+++ Listed entries +++

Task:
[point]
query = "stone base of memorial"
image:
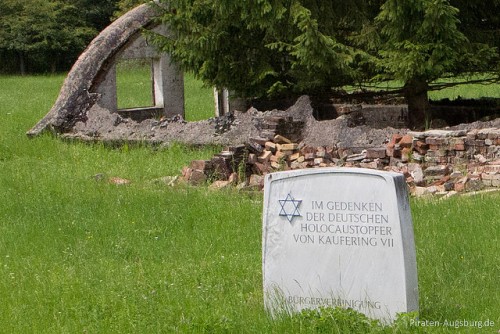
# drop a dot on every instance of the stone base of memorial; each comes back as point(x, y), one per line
point(339, 237)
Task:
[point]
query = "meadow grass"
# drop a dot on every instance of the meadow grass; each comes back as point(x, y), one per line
point(78, 254)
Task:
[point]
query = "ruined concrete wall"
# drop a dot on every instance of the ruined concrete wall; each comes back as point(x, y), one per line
point(89, 90)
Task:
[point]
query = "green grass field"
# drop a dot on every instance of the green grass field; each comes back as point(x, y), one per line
point(81, 255)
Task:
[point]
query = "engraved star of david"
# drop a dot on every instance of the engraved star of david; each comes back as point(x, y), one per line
point(290, 207)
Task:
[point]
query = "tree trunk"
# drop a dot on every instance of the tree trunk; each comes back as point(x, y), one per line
point(22, 63)
point(418, 103)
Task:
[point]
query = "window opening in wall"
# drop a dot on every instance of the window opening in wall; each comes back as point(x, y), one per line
point(199, 99)
point(134, 83)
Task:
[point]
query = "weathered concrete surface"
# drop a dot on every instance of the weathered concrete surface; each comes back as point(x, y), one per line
point(77, 94)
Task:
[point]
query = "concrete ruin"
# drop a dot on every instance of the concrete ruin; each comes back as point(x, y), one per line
point(89, 90)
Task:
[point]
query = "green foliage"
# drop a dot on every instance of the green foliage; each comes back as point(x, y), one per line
point(82, 255)
point(50, 32)
point(126, 5)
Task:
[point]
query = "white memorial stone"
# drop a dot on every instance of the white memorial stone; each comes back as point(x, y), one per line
point(339, 237)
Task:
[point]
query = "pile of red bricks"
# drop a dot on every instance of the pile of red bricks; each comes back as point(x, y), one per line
point(435, 161)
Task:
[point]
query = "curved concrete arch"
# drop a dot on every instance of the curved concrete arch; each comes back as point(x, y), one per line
point(80, 91)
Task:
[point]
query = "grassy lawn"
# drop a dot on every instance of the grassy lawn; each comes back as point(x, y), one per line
point(81, 255)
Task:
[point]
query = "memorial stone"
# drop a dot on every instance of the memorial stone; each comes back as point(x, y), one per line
point(339, 237)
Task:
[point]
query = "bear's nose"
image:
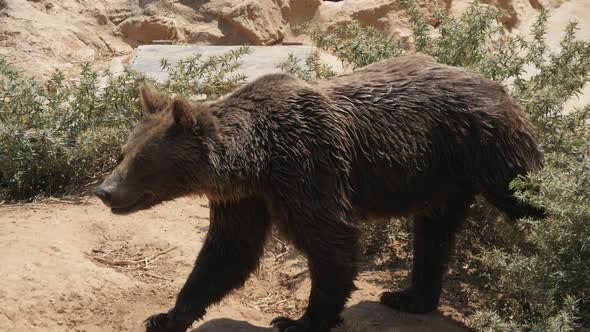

+++

# [Work instructions]
Please transcribe each entry exactly and exclude any image it contains.

# [Result of this task]
Task:
[point]
query = "stone base of memorial"
image:
# drop a dot on every instance of the stone base of memorial; each comes back as point(x, y), one per line
point(339, 237)
Task:
[point]
query = "meadow grass"
# drop a dot on every instance of the meadow grass; each comes back as point(x, y), one per line
point(78, 254)
Task:
[point]
query = "ruined concrete wall"
# drop a dot on every instance of the ruined concrete wall; each comes back as point(x, y), one per line
point(89, 90)
Task:
[point]
query = "green grass field"
# drop a dot on every instance of the green grass field; each comes back as point(x, y), one per line
point(81, 255)
Task:
[point]
query = "engraved star of david"
# drop a dot on every instance of the engraved star of david; each comes back as point(x, y), one per line
point(290, 207)
Task:
[point]
query = "tree trunk"
# drop a dot on every instance of the tree trunk; each comes back as point(x, y), one per line
point(22, 63)
point(418, 103)
Task:
[point]
query = "window opening in wall"
# drop a dot on every instance of the window opening in wall; each comes back as point(x, y), one per line
point(199, 99)
point(134, 83)
Task:
[point]
query = "weathered concrete surface"
# drop a dot on every instance of the weathered concrete surface; each comes back as point(x, y), one per line
point(77, 94)
Task:
[point]
query = "concrete ruin"
# drop a dot on every instance of the concrete ruin; each comes back as point(x, y), one per line
point(89, 90)
Task:
[point]
query = "green foliage"
# drop a dot on every instance of the green foliage; each comes back as point(x, y), one per line
point(82, 255)
point(50, 32)
point(126, 5)
Task:
[point]
query = "white memorial stone"
# drop a dot on every instance of the white memorial stone; each comes back as point(x, y), one per line
point(339, 237)
Task:
[point]
query = "pile of red bricks"
# drop a dot on every instance of the pile of red bricks; each comes back as point(x, y), one per line
point(435, 161)
Task:
[point]
query = "curved concrete arch"
# drop a dot on every instance of the curved concrete arch; each comes back as point(x, y), one per line
point(80, 91)
Task:
[point]
query = "grassy lawn"
# drop a dot on every instance of the grassy lawn; each comes back as point(x, y), one per line
point(81, 255)
Task:
[point]
query = "memorial stone"
# drop a dot on every instance of the memorial stone; each comes back as point(x, y), one per line
point(339, 237)
Task:
[point]
query = "bear's nose"
image:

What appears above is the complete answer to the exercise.